_Istruzioni di lavoro_: Riscrivi il passo del testo sul ripartire dai comuni compreso tra "È nella città" e "beneficio della collettività.", estremi inclusi, rinominando "patria" in "nazione".

_Sezione del testo_:
* * *
Ripartire dai comuni
di L’INTELLETTUALE DISSIDENTE (Gabriele Sabetta)
Per ridare centralità all’essere umano, al cittadino e alla sua naturale politicità non resta che ripartire dai comuni
In un mondo che evolve col superamento dello Stato moderno accentrato, ove la politica pare obbligata a cedere il passo a processi economici amministrati da organizzazioni sovranazionali – interessate unicamente alla tutela della libera circolazione globale delle merci e dei capitali – ci si chiede da dove sia possibile ripartire per ridare centralità all’essere umano e alla sua naturale politicità. Se il ciclo si chiude e la spersonalizzazione diventa totale, non resta altro da fare che tornare alle origini, alle radici stesse della tradizione politica occidentale, che si manifestò, nei primi tempi storici, nella grande esperienza delle pòleis elleniche. In questo senso, il Comune, inteso come ente esponenziale di una comunità cittadina, è l’elemento primitivo di ogni associazione politica: non si tratta, infatti, di una semplice circoscrizione amministrativa, opera artificiale di un legislatore – ma il prodotto stesso di quell’antropologia aristotelica che si oppone all’individualismo moderno.
È nella città che gli uomini apprendono a trattare questioni d’interesse generale; è là che imparano ad amare la patria: venute meno queste attitudini, una libera costituzione non potrà mai instaurarsi né mantenersi. Conviene, infatti, mettersi in guardia da quel falso “liberalismo” che, non vedendo nella “società civile” nemico più pericoloso dello Stato, riduce il governo ad una semplice funzione di polizia; ed ugualmente, si devono respingere quegli utopismi che distruggono l’individuo a beneficio della collettività.
* * *
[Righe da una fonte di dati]
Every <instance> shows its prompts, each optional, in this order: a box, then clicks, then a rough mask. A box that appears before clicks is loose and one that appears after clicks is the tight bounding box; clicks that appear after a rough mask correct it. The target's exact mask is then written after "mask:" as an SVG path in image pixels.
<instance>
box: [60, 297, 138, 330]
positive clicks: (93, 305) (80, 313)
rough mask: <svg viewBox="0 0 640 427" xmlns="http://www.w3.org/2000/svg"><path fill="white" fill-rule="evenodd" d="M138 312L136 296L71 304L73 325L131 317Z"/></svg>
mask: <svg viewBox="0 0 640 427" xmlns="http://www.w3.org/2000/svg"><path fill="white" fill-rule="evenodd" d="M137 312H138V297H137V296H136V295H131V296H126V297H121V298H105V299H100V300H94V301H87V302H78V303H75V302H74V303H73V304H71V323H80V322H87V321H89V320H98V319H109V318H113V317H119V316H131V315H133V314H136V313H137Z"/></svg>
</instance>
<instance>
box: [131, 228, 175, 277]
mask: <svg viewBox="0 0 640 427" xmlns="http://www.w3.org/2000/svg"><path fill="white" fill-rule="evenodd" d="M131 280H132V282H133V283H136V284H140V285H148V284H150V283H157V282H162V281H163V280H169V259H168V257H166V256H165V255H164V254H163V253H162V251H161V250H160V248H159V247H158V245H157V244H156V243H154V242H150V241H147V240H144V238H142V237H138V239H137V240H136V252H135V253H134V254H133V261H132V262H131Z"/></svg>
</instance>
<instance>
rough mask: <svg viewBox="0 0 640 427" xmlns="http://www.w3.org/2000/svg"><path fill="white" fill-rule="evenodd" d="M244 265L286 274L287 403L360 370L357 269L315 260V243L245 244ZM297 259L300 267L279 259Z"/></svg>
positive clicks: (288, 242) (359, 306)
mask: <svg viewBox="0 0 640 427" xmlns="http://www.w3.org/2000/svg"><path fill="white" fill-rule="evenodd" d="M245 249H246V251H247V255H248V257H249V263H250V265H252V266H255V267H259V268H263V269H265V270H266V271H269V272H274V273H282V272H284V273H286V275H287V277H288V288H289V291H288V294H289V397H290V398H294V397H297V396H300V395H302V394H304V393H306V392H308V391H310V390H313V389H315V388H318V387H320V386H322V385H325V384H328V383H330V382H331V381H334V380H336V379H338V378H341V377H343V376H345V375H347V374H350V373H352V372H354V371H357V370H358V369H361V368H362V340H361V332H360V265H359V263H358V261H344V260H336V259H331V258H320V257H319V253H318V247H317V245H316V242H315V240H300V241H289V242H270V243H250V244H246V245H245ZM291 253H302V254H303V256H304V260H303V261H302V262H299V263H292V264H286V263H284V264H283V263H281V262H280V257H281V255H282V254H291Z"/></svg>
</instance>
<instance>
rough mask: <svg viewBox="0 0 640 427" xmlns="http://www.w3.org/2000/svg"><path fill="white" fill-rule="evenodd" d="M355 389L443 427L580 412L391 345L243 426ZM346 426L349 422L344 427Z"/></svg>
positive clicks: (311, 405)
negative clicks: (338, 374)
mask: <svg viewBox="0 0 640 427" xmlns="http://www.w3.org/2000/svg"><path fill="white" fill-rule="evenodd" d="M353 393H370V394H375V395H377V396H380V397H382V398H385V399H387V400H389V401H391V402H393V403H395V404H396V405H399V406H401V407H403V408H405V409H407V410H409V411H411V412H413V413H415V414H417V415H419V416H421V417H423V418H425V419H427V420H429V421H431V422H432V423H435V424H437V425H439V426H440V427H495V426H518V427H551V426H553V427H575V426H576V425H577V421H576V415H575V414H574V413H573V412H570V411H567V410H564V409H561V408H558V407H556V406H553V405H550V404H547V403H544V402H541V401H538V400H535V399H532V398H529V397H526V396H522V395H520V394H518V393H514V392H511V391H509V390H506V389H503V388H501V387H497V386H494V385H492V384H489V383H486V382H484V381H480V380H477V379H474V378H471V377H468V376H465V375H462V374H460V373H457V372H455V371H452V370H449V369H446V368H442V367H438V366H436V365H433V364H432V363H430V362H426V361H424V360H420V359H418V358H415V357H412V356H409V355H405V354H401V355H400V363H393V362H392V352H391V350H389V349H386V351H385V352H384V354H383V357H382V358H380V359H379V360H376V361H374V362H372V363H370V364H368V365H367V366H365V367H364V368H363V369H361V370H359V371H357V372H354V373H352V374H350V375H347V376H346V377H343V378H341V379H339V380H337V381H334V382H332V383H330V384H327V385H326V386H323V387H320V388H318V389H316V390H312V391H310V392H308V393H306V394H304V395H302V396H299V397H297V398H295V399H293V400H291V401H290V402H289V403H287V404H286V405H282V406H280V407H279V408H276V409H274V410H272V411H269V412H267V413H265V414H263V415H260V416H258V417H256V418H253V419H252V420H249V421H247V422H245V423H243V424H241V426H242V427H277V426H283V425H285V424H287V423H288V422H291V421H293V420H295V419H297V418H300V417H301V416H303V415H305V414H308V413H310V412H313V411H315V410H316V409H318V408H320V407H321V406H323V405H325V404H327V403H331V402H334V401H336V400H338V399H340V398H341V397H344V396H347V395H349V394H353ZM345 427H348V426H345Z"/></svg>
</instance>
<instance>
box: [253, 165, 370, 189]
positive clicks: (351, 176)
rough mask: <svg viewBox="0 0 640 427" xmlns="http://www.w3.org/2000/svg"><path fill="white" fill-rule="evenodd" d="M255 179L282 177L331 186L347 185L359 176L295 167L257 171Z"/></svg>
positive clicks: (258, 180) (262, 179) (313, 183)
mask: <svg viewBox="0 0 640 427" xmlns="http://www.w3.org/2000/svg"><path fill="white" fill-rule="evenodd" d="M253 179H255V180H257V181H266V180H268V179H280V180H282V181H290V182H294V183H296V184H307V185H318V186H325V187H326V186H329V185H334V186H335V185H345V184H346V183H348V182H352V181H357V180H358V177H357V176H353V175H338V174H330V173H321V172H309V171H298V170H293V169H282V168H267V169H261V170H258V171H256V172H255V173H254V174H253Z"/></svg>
* * *
_Soluzione del problema_:
È nella città che gli uomini apprendono a trattare questioni d’interesse generale; è là che imparano ad amare la nazione: venute meno queste attitudini, una libera costituzione non potrà mai instaurarsi né mantenersi. Conviene, infatti, mettersi in guardia da quel falso “liberalismo” che, non vedendo nella “società civile” nemico più pericoloso dello Stato, riduce il governo ad una semplice funzione di polizia; ed ugualmente, si devono respingere quegli utopismi che distruggono l’individuo a beneficio della collettività.